### STATED TASK
Rewrite the rows below, replacing "Where can you spot" with "Where do you see" wherever it occurs and leaving everything else unchanged.
[Start of DATA ENTRIES]
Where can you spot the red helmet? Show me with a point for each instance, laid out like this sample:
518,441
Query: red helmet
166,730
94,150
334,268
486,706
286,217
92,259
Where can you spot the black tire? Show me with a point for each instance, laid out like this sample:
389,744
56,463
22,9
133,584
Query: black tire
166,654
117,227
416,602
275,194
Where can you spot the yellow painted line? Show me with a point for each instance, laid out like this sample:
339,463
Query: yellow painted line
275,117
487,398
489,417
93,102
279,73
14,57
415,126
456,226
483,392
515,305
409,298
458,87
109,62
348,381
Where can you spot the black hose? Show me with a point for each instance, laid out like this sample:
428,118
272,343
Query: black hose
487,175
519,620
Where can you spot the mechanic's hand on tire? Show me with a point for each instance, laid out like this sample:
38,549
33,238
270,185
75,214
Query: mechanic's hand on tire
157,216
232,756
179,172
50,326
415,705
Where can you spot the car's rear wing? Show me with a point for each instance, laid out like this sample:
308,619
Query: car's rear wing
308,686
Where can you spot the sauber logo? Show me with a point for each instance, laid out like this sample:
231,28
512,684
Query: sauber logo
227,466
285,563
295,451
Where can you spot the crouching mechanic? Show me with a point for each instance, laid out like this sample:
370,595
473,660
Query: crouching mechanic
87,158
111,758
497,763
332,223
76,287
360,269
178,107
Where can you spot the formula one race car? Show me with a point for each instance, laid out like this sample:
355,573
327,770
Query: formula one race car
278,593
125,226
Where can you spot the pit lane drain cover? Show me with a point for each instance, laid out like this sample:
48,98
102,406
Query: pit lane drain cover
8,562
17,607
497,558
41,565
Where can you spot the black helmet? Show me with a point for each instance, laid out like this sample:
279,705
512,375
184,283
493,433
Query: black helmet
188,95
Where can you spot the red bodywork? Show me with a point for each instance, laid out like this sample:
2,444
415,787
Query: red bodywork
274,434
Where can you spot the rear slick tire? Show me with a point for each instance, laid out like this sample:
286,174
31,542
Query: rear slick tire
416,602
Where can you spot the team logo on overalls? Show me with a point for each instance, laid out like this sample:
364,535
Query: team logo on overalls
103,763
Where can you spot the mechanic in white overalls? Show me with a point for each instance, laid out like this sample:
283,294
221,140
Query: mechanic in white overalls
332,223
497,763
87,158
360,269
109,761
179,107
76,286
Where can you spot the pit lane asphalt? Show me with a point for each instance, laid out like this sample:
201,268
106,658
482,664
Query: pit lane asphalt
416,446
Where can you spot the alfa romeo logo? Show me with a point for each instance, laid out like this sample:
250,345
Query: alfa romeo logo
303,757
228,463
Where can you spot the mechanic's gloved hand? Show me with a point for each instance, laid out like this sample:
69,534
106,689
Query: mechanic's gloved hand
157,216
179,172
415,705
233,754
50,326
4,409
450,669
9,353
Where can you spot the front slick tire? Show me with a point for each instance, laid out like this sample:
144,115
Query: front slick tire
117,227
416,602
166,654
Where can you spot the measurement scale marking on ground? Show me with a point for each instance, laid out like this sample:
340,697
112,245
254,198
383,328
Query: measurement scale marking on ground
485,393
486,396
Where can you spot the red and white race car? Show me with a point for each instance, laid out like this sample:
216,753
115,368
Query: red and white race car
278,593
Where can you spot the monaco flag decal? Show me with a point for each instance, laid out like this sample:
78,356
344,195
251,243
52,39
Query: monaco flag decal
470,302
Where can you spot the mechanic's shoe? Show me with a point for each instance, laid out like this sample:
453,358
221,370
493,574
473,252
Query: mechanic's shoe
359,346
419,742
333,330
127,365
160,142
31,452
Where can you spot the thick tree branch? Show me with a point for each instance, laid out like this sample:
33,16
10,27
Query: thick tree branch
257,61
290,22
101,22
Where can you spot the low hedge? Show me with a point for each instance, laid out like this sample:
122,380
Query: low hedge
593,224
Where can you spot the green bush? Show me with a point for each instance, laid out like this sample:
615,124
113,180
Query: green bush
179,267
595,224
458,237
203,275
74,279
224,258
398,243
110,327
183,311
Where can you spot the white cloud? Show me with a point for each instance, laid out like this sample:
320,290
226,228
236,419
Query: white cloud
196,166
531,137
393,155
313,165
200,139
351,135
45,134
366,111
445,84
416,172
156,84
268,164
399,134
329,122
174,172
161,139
[End of DATA ENTRIES]
### FINISHED ANSWER
Where do you see the red helmet? Show me with a point for each instance, laid out like this sample:
518,441
Query: red helmet
166,730
94,150
334,268
486,706
286,217
92,259
Where do you see the black tire? Show me with a point for each instance, laid out like this sample:
389,744
56,463
22,9
133,584
Query: black tire
166,654
117,227
416,602
275,194
Where do you see the yellow painted line? Show me with a point for each instance, laid out like this sample:
339,463
Query: yellow painted line
275,117
487,398
489,417
93,102
279,73
14,57
415,126
456,226
483,392
515,305
409,298
458,87
109,62
348,381
Where do you see the black hose? Show me with a point for each instance, laid out like this sample:
428,118
272,343
Query: black hose
487,175
519,620
Where do you see the mechanic's hand on tire? Show me with a point for each instance, laid out like this sample:
38,549
33,238
270,185
75,214
Query: mechanic's hand on tire
157,216
232,756
179,172
50,326
415,705
Where do you see the car's rear wing? Show me with a point for each instance, laid out like this sample:
308,619
Query: car's rear wing
308,686
Where do you see the sauber logo? Show me with a point for each instance, laid out like this sample:
231,28
512,684
Query: sauber logo
227,466
285,563
295,451
Where do you see the crouching mechanic? Show me with a point for each instance, laid out like this sample:
370,595
473,660
Query: crouching mechanic
87,158
111,758
497,763
332,223
76,287
360,269
178,107
Where do you see the formula one race car? Show me with a point for each instance, laid out like this sample:
355,573
327,770
Query: formula one race car
278,593
125,226
Where do you see the pit lane drain cover? Show me with a point for each instance, laid out like this sample:
48,98
102,406
Query: pit lane drain cover
8,562
17,607
497,558
41,565
Where do you see the black helmet? Show me with a point for each instance, laid out like this sample:
279,705
512,375
184,283
493,433
Query: black helmet
188,95
Where do you see the red bodywork? Show me with a point for each instance, laid out like this sample:
2,444
415,787
Query: red bodywork
274,434
Where do you see the rear slick tire? Show me with a point for each instance, laid out like this sample:
286,174
31,542
Query: rear slick tire
416,602
Where do you see the team logo on overalls? Show me with a point for each instance, laid out like this sample:
364,535
Query: team logo on overalls
103,763
Where do you see the mechanic in white overalls? Show me with a point for each instance, laid out like this sample:
283,294
221,140
Query: mechanic in white overalls
332,223
497,763
87,158
360,269
109,761
179,107
76,286
Where do you see the pit lane asphalt? Show me with a point for each instance, laid out like this sample:
201,268
106,658
482,664
Query: pit lane asphalt
416,446
Where do you see the alfa romeo logo? Show me with a point for each instance, laid out like this sample:
250,345
Query: alfa romeo logo
303,757
228,463
Where do you see the mechanic's gloved hand? Show me with a point for each instance, laid out like this sample:
69,534
106,689
Query: mechanic's gloved hand
157,216
179,172
415,705
233,754
50,326
4,409
450,669
9,353
Where do you see the front slick tire? Show me with a point for each instance, laid out like this sample:
144,115
Query: front slick tire
117,227
416,602
166,654
Where do you see the measurement scale marking on ground? Show me with a point for each instance, laid out like this sample:
340,697
112,245
254,198
383,328
Query: measurement scale marking on ground
485,393
486,396
Where do you see the red and white race car? Show me with a point for each instance, laid out like this sample:
216,753
115,368
Query: red and white race car
278,593
Where do you see the monaco flag decal? Show me with a point for each instance, laid out like this sample:
78,356
344,195
251,243
52,39
Query: monaco flag decal
470,302
Where do you see the mechanic's shoe? Show me with a point for each instance, laid out like this sample:
453,358
221,370
493,574
473,252
Query: mechanic's shoe
359,346
419,742
333,330
127,365
160,142
31,452
Where do you see the thick tree branch? Show me with a point for each instance, laid out like this sample:
33,16
10,27
Query: thick tree branch
257,61
290,22
101,22
Where do you see the low hedge? Show me with a point for each instance, laid out like this sample:
122,380
Query: low hedge
593,224
Where do you see the green bush? Show me with a point for each instance, laid out like this sample:
615,124
113,180
Query: green bush
179,267
595,224
458,237
203,275
74,279
224,258
398,243
110,327
183,311
Where do you see the white cloud? Show me with a point for each instance, laid out like this sample:
320,290
226,228
236,419
Query: white cloud
196,166
531,137
393,155
313,165
200,139
351,135
45,134
366,111
445,84
416,172
156,84
268,164
399,134
329,122
174,172
161,139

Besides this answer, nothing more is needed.